• Work task 1:
Answer these from the kintsugi repair guide:
(a) What is called a valuable step 0?
(b) In Step 1, what goes along the fractured pieces?
(c) Once sealed in plastic wrap and kept in the refrigerator, how long can leftover mugi urushi still be used?
• Work task 2:
Extend the kintsugi guide to mending breaks with mugi urushi, picking up right after its final sentence.

• Excerpted passage:
_____
How to mend breaks: mugi urushi (part 1 of 3)

When beginning kintsugi-repair, the first question to ask is, ‘‘how is the piece damaged?’’ 

Is it broken, cracked, or chipped? First and foremost, accurately identifying the fractures is an art in itself.  Creating a patient chart is a valuable step 0. Each type of damage requires its own repair process. 

Kintsugi is a nonlinear process, but to mend breaks, we typically begin by making mugi urushi. 



Broken pieces are glued together like a puzzle. 


Step 1

Apply masking tape along fractured pieces. 

Tip: If your piece is porcelain stoneware, and not ceramic earthenware, dilute kiurushi with a bit of turpentine and brush into the fractured surfaces. Leave for about 10 minutes, and tissue off excess kiurushi. This short process prepares the piece for mugi urushi.


Step 2

Make mugi urushithe all-natural adhesive to glue broken pieces together. 

Tip: Cover the mugi urushi in plastic wrap during repair work to ensure it does not begin to harden and cure.  (Post-repair work, mugi urushi can be sealed tightly with plastic wrap and stored in the refrigerator and continued to be used for one - two  weeks.)
_____
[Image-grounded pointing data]
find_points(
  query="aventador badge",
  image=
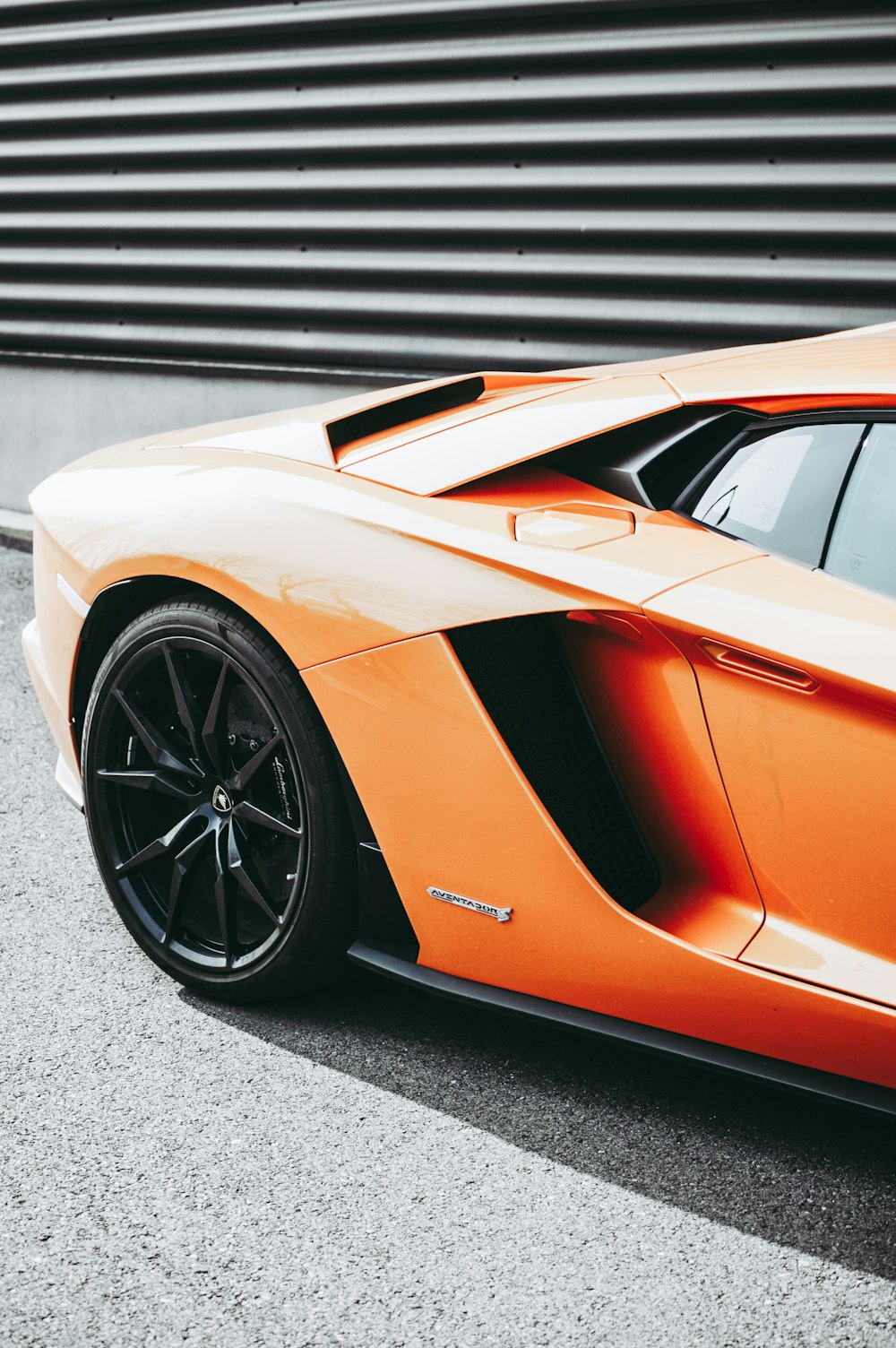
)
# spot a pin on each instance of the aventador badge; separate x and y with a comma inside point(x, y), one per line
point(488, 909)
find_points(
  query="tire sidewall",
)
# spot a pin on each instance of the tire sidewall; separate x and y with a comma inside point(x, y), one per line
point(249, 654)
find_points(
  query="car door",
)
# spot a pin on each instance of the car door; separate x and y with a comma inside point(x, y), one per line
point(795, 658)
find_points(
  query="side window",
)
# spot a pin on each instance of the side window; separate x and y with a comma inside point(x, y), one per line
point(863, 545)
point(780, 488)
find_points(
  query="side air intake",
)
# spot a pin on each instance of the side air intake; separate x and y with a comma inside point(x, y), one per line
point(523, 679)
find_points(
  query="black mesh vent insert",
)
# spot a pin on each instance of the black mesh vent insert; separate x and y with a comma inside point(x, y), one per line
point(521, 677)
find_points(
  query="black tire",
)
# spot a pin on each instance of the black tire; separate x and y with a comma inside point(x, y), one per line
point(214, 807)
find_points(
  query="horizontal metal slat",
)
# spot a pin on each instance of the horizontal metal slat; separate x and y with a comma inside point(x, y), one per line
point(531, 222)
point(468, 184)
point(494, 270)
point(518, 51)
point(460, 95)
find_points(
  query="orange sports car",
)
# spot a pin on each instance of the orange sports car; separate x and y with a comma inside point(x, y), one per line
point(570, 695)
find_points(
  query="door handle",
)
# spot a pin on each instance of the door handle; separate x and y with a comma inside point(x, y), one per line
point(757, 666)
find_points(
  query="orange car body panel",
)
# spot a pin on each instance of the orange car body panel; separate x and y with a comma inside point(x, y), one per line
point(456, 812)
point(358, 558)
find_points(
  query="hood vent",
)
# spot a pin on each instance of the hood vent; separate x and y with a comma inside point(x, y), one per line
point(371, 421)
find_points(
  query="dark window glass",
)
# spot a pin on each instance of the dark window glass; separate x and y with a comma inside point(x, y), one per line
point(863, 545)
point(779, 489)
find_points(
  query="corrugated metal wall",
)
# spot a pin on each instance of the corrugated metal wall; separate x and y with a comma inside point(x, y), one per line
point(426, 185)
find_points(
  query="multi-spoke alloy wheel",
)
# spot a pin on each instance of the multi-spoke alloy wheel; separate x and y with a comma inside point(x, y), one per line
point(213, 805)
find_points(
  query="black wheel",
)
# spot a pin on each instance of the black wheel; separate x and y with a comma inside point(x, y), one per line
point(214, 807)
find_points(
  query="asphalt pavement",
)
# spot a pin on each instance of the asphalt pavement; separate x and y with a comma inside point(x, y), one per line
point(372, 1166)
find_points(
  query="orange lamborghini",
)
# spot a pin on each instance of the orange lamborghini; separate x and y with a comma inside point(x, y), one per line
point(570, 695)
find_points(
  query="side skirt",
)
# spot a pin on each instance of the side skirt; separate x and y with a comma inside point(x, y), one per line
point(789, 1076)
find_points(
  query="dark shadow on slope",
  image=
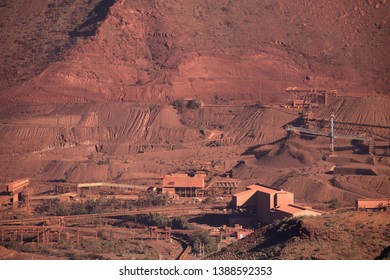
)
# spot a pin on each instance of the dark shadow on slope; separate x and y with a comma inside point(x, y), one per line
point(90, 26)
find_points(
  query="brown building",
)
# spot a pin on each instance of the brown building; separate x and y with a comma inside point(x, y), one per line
_____
• Response box 1:
(a) Creating a patient chart.
(b) Masking tape.
(c) One to two weeks.

• Response box 2:
Step 3

Use a bamboo spatula or hera to apply a thin, even layer of mugi urushi along both surfaces of the broken pieces. 

Tip: Be mindful that the mugi urushi is applied only to the surfaces being attached together. Accidentally applying it to surfaces that do not adhere to another piece can result having to remove the mugi urushi later. (Using your patient chart can help you organize and keep track of the surfaces you are working with.)


Step 4

Allow the mugi urushi’d pieces to sit separately for about 30 minutes BEFORE affixing them together. 

Tip: This wait time allows the mugi urushi to cure ever so slightly, enough for the pieces to slip and slide less when affixing. 

Tip: While the pieces rest, prepare several pieces of masking tape. 

Step 5

Affix broken pieces back together.

Tip: Start with the largest piece and then gently wiggle the pieces into place until you feel that they have clicked into place. It is very important to press the pieces together extremely tightly to ensure there are no gaps or air bubbles.

Step 6

Firmly tape the pieces together, leveraging gravity’s pull and the elasticity of the tape. 

Tip: Broken fragments should be very tightly bound to prevent the pieces from shifting in the muro before they fully cure into place.  That said, it is equally important not to over-tape. Over-taping will prevent the urushi from curing, as it needs the moisture from the air to mature properly.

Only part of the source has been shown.